EXTRACT ▸
»»

Cathode Active Material & Precursor Manufacturing calculator

Production Ramp Planner Calculator

The production ramp planner projects how many kilograms of saleable cathode active material or precursor you will actually release during a capacity ramp, after losses to downtime and first-pass yield. New CAM lines and reactor trains rarely hit nameplate immediately; uptime is suppressed by commissioning stops and first-pass release yield lags as particle morphology, residual lithium and trace metals are dialed in. Operations and supply-chain planners use this to set realistic committed volumes for offtake customers during the ramp, rather than promising gross nameplate that the line cannot release. It separates gross output from the portion lost to downtime and the portion held or reworked, so each loss bucket can be attacked.

What this calculator does

  • Estimate accepted CAM or precursor output during a production ramp after planned cycles, uptime, and first-pass release yield are applied.
  • Use it when production ramp planner in cathode active material and precursor manufacturing is being asked to take on more work and you need to know if there is room.
  • It computes gross ramp output from cycle output and cycle count, then derates it by uptime and first-pass release yield to give accepted (released) output, with explicit downtime and held/reworked losses.

««

DATA LISTING ▸
»»

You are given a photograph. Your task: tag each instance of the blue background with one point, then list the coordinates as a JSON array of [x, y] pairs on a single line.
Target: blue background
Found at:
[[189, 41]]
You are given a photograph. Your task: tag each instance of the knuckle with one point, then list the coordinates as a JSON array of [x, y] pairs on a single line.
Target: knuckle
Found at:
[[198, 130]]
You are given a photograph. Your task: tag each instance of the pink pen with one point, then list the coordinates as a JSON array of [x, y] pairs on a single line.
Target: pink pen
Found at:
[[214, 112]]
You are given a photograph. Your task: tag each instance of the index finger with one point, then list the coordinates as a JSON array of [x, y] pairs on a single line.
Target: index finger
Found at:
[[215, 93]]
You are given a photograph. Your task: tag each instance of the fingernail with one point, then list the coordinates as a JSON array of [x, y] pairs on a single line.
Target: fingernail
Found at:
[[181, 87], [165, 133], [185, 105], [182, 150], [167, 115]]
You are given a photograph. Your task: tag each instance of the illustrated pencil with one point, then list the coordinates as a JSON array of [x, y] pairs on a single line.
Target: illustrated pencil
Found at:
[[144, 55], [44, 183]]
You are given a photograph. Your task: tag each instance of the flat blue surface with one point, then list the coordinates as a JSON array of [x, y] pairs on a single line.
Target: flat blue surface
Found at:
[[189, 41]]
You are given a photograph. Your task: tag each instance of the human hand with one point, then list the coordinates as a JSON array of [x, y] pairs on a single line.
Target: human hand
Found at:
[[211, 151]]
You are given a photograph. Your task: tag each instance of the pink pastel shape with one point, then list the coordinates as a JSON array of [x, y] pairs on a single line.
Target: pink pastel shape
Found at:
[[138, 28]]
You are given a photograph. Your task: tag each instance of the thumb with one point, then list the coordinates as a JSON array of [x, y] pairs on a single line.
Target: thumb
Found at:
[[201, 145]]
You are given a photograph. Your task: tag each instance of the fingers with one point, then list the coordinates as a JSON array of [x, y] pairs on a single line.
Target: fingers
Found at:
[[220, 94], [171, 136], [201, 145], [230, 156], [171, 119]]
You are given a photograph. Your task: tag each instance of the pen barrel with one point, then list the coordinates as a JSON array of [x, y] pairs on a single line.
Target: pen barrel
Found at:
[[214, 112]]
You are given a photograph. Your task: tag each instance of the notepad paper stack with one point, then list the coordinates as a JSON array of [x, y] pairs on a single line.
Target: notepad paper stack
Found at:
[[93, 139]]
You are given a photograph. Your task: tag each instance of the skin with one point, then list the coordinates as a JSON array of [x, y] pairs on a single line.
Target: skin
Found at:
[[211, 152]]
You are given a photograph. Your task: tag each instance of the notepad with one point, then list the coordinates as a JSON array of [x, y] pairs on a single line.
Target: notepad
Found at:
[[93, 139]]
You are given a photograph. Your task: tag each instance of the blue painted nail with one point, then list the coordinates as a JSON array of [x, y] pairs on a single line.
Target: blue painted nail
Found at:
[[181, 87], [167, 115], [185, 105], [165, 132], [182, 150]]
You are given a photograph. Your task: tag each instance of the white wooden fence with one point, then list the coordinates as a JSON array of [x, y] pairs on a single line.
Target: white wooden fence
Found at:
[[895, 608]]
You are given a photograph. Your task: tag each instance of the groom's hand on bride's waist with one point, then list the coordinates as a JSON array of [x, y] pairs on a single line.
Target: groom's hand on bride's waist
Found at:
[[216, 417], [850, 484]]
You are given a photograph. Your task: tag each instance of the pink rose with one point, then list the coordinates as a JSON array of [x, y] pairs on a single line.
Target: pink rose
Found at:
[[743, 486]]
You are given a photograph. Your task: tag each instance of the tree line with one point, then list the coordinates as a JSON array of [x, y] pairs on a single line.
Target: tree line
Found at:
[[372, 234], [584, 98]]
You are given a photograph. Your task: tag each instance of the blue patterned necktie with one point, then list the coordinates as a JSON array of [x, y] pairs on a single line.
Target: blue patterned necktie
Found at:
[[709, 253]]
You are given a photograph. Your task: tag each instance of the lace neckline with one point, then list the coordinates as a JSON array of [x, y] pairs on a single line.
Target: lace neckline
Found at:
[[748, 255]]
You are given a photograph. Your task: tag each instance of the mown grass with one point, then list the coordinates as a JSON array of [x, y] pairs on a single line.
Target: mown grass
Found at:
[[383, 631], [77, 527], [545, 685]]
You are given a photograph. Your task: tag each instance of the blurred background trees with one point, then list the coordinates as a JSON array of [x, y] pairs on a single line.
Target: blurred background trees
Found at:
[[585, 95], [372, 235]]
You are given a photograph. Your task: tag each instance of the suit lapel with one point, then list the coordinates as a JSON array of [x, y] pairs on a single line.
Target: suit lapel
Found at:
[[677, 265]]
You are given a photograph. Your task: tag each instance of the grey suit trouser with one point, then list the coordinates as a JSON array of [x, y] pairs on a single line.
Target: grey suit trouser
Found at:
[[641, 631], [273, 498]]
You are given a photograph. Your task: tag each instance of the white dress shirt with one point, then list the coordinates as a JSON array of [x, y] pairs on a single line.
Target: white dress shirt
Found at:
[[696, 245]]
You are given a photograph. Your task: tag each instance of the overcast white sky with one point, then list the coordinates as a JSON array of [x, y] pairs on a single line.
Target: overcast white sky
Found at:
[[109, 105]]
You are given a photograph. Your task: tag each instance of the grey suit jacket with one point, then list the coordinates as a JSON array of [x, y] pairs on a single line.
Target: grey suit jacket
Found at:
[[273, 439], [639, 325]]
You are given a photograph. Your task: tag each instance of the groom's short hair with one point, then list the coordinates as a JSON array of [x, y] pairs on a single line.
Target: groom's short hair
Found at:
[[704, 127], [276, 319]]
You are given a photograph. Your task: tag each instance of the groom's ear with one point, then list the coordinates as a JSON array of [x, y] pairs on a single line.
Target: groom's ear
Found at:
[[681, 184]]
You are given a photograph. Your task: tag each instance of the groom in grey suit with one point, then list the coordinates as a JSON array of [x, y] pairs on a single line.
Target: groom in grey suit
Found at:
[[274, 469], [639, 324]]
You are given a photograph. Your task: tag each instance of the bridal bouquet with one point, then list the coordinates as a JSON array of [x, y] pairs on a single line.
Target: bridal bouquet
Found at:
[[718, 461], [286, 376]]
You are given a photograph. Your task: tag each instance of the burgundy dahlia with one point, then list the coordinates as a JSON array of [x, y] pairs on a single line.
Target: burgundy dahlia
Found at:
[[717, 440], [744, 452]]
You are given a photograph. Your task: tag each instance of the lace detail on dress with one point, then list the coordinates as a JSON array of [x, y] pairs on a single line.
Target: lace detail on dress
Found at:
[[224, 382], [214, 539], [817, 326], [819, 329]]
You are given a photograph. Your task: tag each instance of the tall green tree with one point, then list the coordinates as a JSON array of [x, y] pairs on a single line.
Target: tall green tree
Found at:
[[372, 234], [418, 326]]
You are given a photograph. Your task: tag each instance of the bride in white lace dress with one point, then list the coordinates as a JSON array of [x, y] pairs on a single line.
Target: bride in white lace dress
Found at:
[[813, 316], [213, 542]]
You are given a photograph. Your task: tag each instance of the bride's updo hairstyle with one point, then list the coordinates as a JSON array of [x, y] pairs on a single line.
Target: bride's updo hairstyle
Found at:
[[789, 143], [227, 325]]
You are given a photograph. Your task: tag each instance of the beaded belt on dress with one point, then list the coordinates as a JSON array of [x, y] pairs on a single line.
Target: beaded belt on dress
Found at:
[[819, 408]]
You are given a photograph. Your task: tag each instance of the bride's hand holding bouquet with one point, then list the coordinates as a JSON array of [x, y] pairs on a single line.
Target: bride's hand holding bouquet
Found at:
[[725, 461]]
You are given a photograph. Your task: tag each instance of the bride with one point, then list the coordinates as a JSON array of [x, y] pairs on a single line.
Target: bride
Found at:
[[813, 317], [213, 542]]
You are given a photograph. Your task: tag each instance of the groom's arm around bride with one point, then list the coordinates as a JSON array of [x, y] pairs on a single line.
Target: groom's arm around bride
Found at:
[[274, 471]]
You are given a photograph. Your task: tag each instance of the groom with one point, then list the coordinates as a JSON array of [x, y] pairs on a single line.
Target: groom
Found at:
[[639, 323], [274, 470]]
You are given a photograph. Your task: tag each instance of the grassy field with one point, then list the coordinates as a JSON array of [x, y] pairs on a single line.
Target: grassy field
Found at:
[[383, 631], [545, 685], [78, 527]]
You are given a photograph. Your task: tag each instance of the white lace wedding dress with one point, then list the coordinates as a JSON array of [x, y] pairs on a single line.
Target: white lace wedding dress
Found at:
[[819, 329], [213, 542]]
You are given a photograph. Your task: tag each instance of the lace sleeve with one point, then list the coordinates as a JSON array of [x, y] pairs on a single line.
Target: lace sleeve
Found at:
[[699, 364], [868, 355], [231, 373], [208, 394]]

««

WHAT YOU WILL DO ▸
1. Do these statements agree with the production ramp planner description? Answer yes or no for each, quoting the words of the text that decide it.
(a) New CAM lines usually reach nameplate right away.
(b) The calculator derates gross ramp output by uptime and first-pass release yield.
(c) Planners use the calculator so they can promise gross nameplate to offtake customers.
2. In the production ramp planner description, list every property that is dialed in while first-pass release yield lags.
3. According to the production ramp planner description, what two values does the calculator use to compute gross ramp output?

ANSWERS FOR THIS EXERCISE ▸
1.
(a) No: "New CAM lines and reactor trains rarely hit nameplate immediately"
(b) Yes: "then derates it by uptime and first-pass release yield"
(c) No: "rather than promising gross nameplate that the line cannot release"

2.
particle morphology
residual lithium
trace metals

3. Cycle output and cycle count.